**Required work**
a – Return, word for word, the portion of the article about Martinez that starts with the words "He got a low-paying" and finishes with "guru Shannon Cox.".
b – In the article about Martinez, why did police in Honduras take him for a gangster?

He walked and took buses to Houston, where an aunt lived.
Martinez was among about 2.9 million people who entered the country without authorization from 1995-99, according to a study released in 2006 by the Pew Hispanic Center.
He got a low-paying restaurant job, and eventually a job in a paint and body shop where he worked for more than four years.
While working there, Martinez, met his wife, Hayden, a Lake Charles native.
"I didn't get married for my immigration papers," Martinez said. "I got married for love."
His daughter's name is tattooed on his right forearm; his own on the left.
Encouraged by Martinez's brother, the couple moved to North Carolina for more work opportunities. The weather was too chilly for Hayden, so the family moved to Lake Charles, and Martinez was hired to work in the paint and body shop at a car dealership.
That was when Hayden asked her husband if he had thought about becoming a legal resident.
At Southwest Louisiana Legal Services, he met with local attorney Beth Zilbert and immigration guru Shannon Cox.
"Because he came to the U.S. without legal permission, he had to go back to his home country in Honduras in order to get his visa processed," Zilbert said.
Martinez reluctantly drove to Houston, walked onto an airliner and flew back to Central America. Unable to afford their rent, his wife and children went to a shelter.
Martinez expected to be out of the U.S. no more than a few months.
But paperwork got lost.
"I was told my visa was denied," Martinez remembered. "Why? I couldn't believe it, and I had my family in America. It made me cry."
He spent time with his family in San Pedro Sula, a city with over 1 million residents in the northwestern section of Honduras near the Caribbean Sea.
And he learned that his tattoos gave people the wrong impression.
"After about a month, I started getting out, going to Internet cafes to communicate with my wife and kids. Police would see me and thought I was a gangster because of the tattoos," he said.

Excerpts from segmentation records
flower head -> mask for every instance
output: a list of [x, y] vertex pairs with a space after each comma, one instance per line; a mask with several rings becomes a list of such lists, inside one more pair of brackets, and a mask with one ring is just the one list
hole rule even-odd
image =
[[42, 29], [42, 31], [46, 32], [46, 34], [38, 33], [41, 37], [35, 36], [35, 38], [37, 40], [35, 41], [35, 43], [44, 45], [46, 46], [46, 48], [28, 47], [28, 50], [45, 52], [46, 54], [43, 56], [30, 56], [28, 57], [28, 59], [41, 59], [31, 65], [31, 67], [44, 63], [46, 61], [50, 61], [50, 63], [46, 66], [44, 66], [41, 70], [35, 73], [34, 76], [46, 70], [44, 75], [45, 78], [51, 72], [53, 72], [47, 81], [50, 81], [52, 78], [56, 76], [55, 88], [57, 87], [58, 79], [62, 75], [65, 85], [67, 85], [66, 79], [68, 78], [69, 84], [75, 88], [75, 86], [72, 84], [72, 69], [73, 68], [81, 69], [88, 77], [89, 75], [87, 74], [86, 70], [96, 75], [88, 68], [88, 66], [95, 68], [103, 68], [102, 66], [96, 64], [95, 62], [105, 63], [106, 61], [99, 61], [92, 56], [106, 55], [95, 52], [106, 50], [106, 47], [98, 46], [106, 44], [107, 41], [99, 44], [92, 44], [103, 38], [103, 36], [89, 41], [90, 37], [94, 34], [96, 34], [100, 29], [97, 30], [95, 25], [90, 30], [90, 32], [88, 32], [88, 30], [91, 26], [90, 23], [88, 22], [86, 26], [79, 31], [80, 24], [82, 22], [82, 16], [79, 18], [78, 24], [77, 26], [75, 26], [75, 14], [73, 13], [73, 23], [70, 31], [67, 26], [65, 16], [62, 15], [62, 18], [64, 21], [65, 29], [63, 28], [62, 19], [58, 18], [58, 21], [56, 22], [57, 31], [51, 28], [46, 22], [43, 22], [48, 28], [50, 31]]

**Responses in order**
a –
He got a low-paying restaurant job, and eventually a job in a paint and body shop where he worked for more than four years.
While working there, Martinez, met his wife, Hayden, a Lake Charles native.
"I didn't get married for my immigration papers," Martinez said. "I got married for love."
His daughter's name is tattooed on his right forearm; his own on the left.
Encouraged by Martinez's brother, the couple moved to North Carolina for more work opportunities. The weather was too chilly for Hayden, so the family moved to Lake Charles, and Martinez was hired to work in the paint and body shop at a car dealership.
That was when Hayden asked her husband if he had thought about becoming a legal resident.
At Southwest Louisiana Legal Services, he met with local attorney Beth Zilbert and immigration guru Shannon Cox.

b – Police thought he was a gangster because of his tattoos.